═════ Records provided ═════
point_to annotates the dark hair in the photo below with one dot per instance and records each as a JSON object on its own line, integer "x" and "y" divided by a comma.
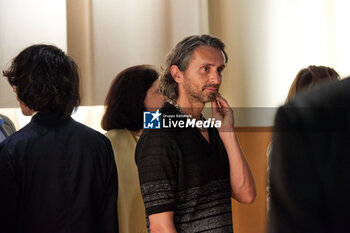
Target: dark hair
{"x": 45, "y": 79}
{"x": 181, "y": 56}
{"x": 309, "y": 77}
{"x": 125, "y": 99}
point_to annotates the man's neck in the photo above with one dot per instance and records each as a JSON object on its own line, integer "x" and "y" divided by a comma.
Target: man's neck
{"x": 190, "y": 107}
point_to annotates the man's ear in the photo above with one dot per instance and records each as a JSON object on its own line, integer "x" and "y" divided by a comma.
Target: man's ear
{"x": 176, "y": 73}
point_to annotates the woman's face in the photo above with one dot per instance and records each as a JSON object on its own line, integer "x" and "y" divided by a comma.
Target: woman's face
{"x": 154, "y": 100}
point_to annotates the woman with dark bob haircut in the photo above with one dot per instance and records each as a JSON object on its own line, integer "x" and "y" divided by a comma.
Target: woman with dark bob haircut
{"x": 132, "y": 92}
{"x": 56, "y": 174}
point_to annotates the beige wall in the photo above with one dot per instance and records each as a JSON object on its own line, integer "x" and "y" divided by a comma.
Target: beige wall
{"x": 269, "y": 41}
{"x": 108, "y": 36}
{"x": 27, "y": 22}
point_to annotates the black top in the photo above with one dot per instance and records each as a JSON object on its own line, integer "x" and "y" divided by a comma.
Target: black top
{"x": 310, "y": 162}
{"x": 180, "y": 171}
{"x": 57, "y": 176}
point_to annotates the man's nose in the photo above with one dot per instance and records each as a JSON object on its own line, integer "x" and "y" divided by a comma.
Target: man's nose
{"x": 215, "y": 78}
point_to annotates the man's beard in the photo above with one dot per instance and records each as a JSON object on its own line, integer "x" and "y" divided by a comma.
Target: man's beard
{"x": 199, "y": 95}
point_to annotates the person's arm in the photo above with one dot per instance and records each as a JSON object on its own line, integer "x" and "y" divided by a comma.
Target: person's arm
{"x": 162, "y": 222}
{"x": 156, "y": 160}
{"x": 241, "y": 178}
{"x": 9, "y": 194}
{"x": 109, "y": 216}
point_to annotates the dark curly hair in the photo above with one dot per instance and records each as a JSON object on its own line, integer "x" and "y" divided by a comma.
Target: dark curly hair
{"x": 125, "y": 99}
{"x": 181, "y": 56}
{"x": 45, "y": 79}
{"x": 309, "y": 77}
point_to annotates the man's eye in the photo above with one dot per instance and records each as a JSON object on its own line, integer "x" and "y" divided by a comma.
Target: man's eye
{"x": 206, "y": 69}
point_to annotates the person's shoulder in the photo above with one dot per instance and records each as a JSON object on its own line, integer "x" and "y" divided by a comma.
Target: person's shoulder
{"x": 156, "y": 137}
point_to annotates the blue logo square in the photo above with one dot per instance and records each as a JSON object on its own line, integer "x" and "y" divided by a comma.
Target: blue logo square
{"x": 151, "y": 120}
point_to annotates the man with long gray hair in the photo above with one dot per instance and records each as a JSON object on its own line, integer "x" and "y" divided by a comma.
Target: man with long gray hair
{"x": 188, "y": 170}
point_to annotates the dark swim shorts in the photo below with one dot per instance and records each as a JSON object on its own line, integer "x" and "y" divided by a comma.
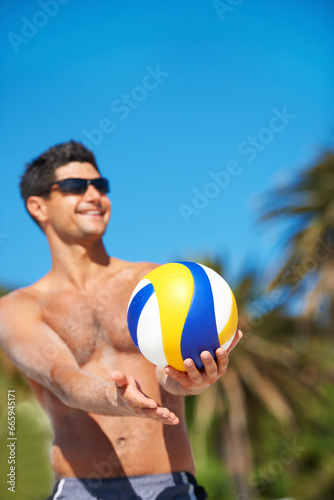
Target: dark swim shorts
{"x": 176, "y": 486}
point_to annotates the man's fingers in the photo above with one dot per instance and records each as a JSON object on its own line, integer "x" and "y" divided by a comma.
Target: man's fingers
{"x": 237, "y": 338}
{"x": 129, "y": 391}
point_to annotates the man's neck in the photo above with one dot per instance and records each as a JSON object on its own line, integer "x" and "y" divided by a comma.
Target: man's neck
{"x": 78, "y": 265}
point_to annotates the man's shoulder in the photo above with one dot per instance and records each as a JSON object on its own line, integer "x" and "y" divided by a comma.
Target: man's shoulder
{"x": 135, "y": 269}
{"x": 18, "y": 301}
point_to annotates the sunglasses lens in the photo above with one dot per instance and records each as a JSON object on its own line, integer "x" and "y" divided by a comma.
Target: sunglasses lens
{"x": 101, "y": 184}
{"x": 80, "y": 186}
{"x": 75, "y": 186}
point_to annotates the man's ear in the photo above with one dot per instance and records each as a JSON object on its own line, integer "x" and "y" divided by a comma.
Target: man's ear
{"x": 36, "y": 206}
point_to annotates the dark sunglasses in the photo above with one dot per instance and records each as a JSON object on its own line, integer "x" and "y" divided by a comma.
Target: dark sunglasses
{"x": 80, "y": 186}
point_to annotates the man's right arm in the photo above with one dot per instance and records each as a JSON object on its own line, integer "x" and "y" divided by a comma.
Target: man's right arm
{"x": 40, "y": 354}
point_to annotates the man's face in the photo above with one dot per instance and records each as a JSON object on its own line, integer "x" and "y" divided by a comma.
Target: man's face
{"x": 77, "y": 216}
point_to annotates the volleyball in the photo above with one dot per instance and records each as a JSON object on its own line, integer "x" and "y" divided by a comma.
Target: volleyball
{"x": 179, "y": 310}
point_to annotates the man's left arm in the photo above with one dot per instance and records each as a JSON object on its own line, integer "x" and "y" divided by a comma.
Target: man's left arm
{"x": 194, "y": 381}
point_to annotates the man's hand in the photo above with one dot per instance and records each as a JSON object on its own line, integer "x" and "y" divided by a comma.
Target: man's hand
{"x": 130, "y": 400}
{"x": 195, "y": 381}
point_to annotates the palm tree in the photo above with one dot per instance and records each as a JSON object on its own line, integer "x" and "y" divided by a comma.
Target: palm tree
{"x": 308, "y": 205}
{"x": 266, "y": 376}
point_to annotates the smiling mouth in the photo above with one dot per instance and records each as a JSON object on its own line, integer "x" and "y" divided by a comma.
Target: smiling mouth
{"x": 93, "y": 213}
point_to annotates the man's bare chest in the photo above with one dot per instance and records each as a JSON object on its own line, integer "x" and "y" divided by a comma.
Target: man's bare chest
{"x": 89, "y": 326}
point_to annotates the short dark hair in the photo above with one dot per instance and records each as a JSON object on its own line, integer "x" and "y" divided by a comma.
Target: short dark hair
{"x": 39, "y": 174}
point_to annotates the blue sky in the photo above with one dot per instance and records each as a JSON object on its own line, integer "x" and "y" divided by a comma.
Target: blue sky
{"x": 194, "y": 109}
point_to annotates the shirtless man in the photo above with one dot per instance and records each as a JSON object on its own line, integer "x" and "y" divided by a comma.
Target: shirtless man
{"x": 118, "y": 420}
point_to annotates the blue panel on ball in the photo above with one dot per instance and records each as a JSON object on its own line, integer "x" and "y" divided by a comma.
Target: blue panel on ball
{"x": 137, "y": 305}
{"x": 200, "y": 329}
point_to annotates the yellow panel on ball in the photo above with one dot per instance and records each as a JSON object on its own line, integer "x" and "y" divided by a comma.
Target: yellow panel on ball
{"x": 231, "y": 325}
{"x": 174, "y": 286}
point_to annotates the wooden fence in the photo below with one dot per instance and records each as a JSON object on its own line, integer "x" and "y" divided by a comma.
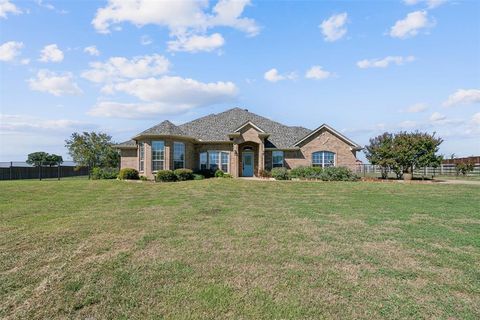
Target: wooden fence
{"x": 19, "y": 170}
═════
Aim of the task: All of the lines above should be retyped precisely, apart from the pictures.

Solution to the exercise:
point_to annotates the dark hair in the photo below with one dot per instance and records each as a JSON object on its own line, integer "x" and "y" divided by a comma.
Target: dark hair
{"x": 45, "y": 79}
{"x": 181, "y": 56}
{"x": 309, "y": 77}
{"x": 125, "y": 99}
point_to annotates the man's neck in the photo above with one dot per instance and records each as a JSON object on its own line, integer "x" and "y" divided by a comma.
Target: man's neck
{"x": 190, "y": 107}
point_to annotates the man's ear in the photo above with one dot per instance and records each as a JSON object on its own line, integer "x" and "y" divided by a comma.
Target: man's ear
{"x": 176, "y": 73}
point_to annotates the woman's face in the photo above with one dot per instance and records each as a JSON object on its own line, integer "x" and "y" divided by a comma.
Target: woman's face
{"x": 154, "y": 100}
point_to annotates the woman with dark bob haircut in the photo above with one dot per instance and records each as a JSON object on its own line, integer "x" and "y" divided by a comma.
Target: woman with dark bob haircut
{"x": 132, "y": 92}
{"x": 56, "y": 174}
point_to annotates the beige wall in the photo above with one dot per instance and records each as a JSON object on its own line, integer "x" and "y" divided by a comma.
Target: beige wall
{"x": 269, "y": 41}
{"x": 108, "y": 36}
{"x": 27, "y": 22}
point_to annotates the black top in the photo above with one dot per instance and records each as a JSON object on its own line, integer "x" and "y" divided by a comma.
Target: black top
{"x": 310, "y": 162}
{"x": 180, "y": 171}
{"x": 57, "y": 176}
point_to annotates the man's nose in the photo above with one dot per instance and records each as a JSON object on its own line, integer "x" and "y" divided by a comma.
Target: man's nose
{"x": 215, "y": 78}
point_to annotates the man's beard in the photo above with one dot per instance and records each as a JSON object on its own line, integer "x" and "y" divided by a comma.
Target: man's beard
{"x": 199, "y": 95}
point_to annotates the person's arm in the photo above with one dot per instance and records each as a JSON object on its own line, integer "x" and "y" divided by a comma.
Target: person's arm
{"x": 162, "y": 222}
{"x": 156, "y": 160}
{"x": 241, "y": 178}
{"x": 9, "y": 194}
{"x": 109, "y": 216}
point_to annotates the dark curly hair in the photo above with one dot per instance and records each as a JSON object on its own line, integer "x" and "y" divided by a comma.
Target: dark curly hair
{"x": 125, "y": 99}
{"x": 181, "y": 56}
{"x": 45, "y": 79}
{"x": 309, "y": 77}
point_to annotates the man's eye in the photo above with one dot per instance and records each as a JSON object on its own line, integer "x" and "y" divided by a comma.
Target: man's eye
{"x": 206, "y": 69}
point_to annotates the person's shoulder in the photo above with one dot per instance and records each as a JSON object on its own line, integer "x" and "y" divided by a comma.
Target: person's shoulder
{"x": 156, "y": 137}
point_to annotates the blue logo square in the photo above with one dot per instance and records each as a JSON object on its own line, integer "x" and "y" divided by a comma.
Target: blue logo square
{"x": 151, "y": 120}
point_to annotates the man with long gray hair in the photo above with one dot per instance and records each as a JSON object on its own line, integer "x" and "y" divided by a comma.
Target: man with long gray hair
{"x": 188, "y": 170}
point_to annotates the dark swim shorts in the photo below with one dot per instance and records each as a JSON object on its own line, integer "x" and "y" divided by a comma.
Target: dark swim shorts
{"x": 176, "y": 486}
point_to annotates the man's fingers in the photo above with one dot per instance and records each as a JSON object on its own line, integer "x" and "y" divided by a comma.
Target: man's fingers
{"x": 237, "y": 338}
{"x": 129, "y": 391}
point_to annotates the man's neck in the photo above with one dot per instance and records each as a JSON object on its own line, integer "x" and "y" divided by a comma.
Target: man's neck
{"x": 78, "y": 265}
point_to annotates the man's shoulder in the photo above with one dot per instance and records each as a JSON object on its own line, integer "x" and "y" divided by a comma.
Target: man's shoulder
{"x": 135, "y": 269}
{"x": 18, "y": 301}
point_to annotates the sunglasses lens in the photo above with one dot per instance and records each as a JSON object on its own line, integer "x" and "y" divided by a comma.
Target: sunglasses lens
{"x": 101, "y": 184}
{"x": 80, "y": 186}
{"x": 75, "y": 186}
point_to annotates the man's ear in the photo above with one dot per instance and records each as a JSON object on its own line, integer "x" and "y" divided by a comma.
Target: man's ear
{"x": 36, "y": 206}
point_to annotates the dark sunglasses in the photo above with one dot per instance and records each as a JSON object on its own line, integer "x" and "y" divided by a comma.
Target: dark sunglasses
{"x": 80, "y": 186}
point_to annotates the man's right arm in the photo above with one dot per instance and records each as a JSON object on its own line, integer "x" and "y" divided by a comma.
Target: man's right arm
{"x": 40, "y": 354}
point_to annotates the man's face in the photo above with one dot per instance and records each as a JSON object on its own line, integer "x" and "y" divided by a comma.
Target: man's face
{"x": 77, "y": 216}
point_to annotates the volleyball in the photo above with one dot per instance and records each as a JSON object on its own line, integer "x" and "y" divided by a comma.
Target: volleyball
{"x": 179, "y": 310}
point_to annotates the man's left arm in the photo above with one dot per instance and records each as a JSON object on its own line, integer "x" and "y" divided by a comma.
Target: man's left arm
{"x": 194, "y": 381}
point_to annotates the man's hand in the photo above with one dot per instance and records each as a JSON object on its own line, integer "x" and "y" divided by a comma.
Target: man's hand
{"x": 130, "y": 400}
{"x": 195, "y": 381}
point_to annotates the palm tree in the photo above with one dot per instance and records each as a JSON object on its own line, integer "x" and "y" divided by a comma.
Target: palm tree
{"x": 308, "y": 205}
{"x": 266, "y": 376}
point_to annotates the smiling mouth in the photo above with one dot per instance and records each as a JSON object on its own line, integer "x" and "y" divided by a comma.
Target: smiling mouth
{"x": 93, "y": 213}
point_to annotates the man's bare chest in the photo above with one dot per instance and records each as a JSON object on its own line, integer "x" and "y" divided by a comma.
Target: man's bare chest
{"x": 89, "y": 326}
point_to annotates the short dark hair in the photo above with one dot per instance and records each as a JSON object on its own line, integer "x" and "y" divided by a comma.
Target: short dark hair
{"x": 39, "y": 174}
point_to annotates the blue sky in the photo above with one dot per instance and records each as a JSON object on its own line, integer "x" and "y" divided by a comma.
Target: blue sky
{"x": 194, "y": 109}
point_to annotates the shirtless man in the photo above with one dot per instance and records each as a JSON object on its own line, integer "x" and "y" divided by a comma.
Target: shirtless man
{"x": 118, "y": 420}
point_to annotates the blue panel on ball in the photo above with one dot per instance and records each as a JSON object on its own line, integer "x" and "y" divided by a comma.
Target: blue panel on ball
{"x": 137, "y": 305}
{"x": 200, "y": 329}
point_to annotates the yellow panel on ball in the photo above with one dot per instance and records each as a JSON object on its own line, integer "x" and "y" divided by a comma.
Target: yellow panel on ball
{"x": 231, "y": 325}
{"x": 174, "y": 286}
point_to annotates the wooden fence in the photo below with one dot per instance and records each as a JSON object on its own line, integer "x" and "y" divided by a comma.
Target: wooden fence
{"x": 19, "y": 170}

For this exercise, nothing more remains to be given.